Automate ML model retraining and deployment with MLflow in Databricks

Efficiently manage and deploy production models with MLflow

Published in

Towards Data Science

8 min readMar 15, 2023

Getting a working machine learning model deployed for user consumption is a great achievement. We see statistics showing that machine learning models often fail to make it into production, whether this is due to insufficient data, lack of direction or other reasons.

Models which do make it into production still face many challenges as they require consistent attention in the forms of monitoring and retraining to ensure the insights they aim to provide are up-to-date and accurate over time.

This blog aims to help streamline the model retraining process with MLflow while providing background on the recommended approach.

Why retrain a production model?

--- --- ---

_ACTIONS TO TAKE_:
1/ List every publication detail that the MLflow article gives beneath its subtitle.
2/ According to the MLflow article, why do models that reach production need monitoring and retraining? Please answer in one to three sentences.
3/ In the MLflow article, what tool is used to streamline the model retraining process?

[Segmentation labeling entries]

--- --- ---

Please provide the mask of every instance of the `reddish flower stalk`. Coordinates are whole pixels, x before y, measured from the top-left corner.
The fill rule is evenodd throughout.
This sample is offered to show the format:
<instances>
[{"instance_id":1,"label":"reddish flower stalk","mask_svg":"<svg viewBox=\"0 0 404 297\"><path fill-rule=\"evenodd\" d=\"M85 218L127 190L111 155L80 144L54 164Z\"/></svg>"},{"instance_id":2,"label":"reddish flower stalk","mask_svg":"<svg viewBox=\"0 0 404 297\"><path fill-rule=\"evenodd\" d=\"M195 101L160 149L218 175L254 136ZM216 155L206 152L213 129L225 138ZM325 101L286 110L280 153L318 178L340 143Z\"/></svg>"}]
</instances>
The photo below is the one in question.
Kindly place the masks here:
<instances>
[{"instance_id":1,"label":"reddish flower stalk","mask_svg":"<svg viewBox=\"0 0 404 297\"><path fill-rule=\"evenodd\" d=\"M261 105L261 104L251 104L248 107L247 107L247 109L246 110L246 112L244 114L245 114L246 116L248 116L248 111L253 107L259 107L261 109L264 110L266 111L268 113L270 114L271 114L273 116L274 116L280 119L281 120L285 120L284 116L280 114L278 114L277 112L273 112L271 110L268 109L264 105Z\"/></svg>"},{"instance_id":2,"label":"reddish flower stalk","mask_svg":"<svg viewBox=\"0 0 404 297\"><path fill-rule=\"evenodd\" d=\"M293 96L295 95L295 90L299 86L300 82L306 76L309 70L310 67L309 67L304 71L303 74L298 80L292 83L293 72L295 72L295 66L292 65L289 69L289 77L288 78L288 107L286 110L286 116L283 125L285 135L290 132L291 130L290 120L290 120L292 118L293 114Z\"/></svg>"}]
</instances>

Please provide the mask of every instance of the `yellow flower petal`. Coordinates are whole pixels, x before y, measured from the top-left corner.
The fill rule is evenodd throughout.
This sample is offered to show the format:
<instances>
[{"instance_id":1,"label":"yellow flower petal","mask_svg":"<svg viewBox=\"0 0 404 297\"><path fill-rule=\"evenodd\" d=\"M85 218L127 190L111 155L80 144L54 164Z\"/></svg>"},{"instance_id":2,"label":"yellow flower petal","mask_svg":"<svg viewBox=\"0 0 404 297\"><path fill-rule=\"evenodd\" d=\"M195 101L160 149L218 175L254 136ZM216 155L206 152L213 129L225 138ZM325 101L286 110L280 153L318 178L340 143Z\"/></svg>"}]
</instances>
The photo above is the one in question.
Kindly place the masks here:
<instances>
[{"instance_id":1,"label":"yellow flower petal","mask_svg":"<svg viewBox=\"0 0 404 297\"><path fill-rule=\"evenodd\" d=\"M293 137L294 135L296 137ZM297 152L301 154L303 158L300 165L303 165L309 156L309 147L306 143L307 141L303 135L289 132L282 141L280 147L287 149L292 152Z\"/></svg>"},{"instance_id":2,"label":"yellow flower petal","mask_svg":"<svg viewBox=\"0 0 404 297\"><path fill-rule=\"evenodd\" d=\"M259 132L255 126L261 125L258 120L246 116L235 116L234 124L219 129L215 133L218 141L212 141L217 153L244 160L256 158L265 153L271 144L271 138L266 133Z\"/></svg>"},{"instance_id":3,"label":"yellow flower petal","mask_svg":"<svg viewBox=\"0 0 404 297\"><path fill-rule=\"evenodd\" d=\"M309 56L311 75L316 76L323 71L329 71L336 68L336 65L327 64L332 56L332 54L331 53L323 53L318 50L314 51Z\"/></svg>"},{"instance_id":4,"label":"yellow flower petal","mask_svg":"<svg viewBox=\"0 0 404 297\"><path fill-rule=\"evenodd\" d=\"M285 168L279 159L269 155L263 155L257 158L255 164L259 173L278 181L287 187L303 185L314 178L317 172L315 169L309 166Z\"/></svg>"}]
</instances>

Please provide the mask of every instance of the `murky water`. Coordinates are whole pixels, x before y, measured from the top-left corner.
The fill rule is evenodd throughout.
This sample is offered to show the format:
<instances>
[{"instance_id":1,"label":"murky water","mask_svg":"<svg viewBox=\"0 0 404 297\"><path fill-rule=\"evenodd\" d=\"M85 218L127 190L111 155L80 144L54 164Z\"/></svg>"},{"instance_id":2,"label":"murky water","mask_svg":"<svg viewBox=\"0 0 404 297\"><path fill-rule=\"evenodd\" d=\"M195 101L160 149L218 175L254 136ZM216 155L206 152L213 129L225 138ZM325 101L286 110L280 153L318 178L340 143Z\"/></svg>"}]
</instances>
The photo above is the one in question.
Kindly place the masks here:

--- --- ---

_PER-TASK OUTPUTS_:
1/ Towards Data Science (the publication), 8 min read, and Mar 15, 2023.

2/ Production models need consistent monitoring and retraining to keep the insights they aim to provide up-to-date and accurate over time.

3/ MLflow.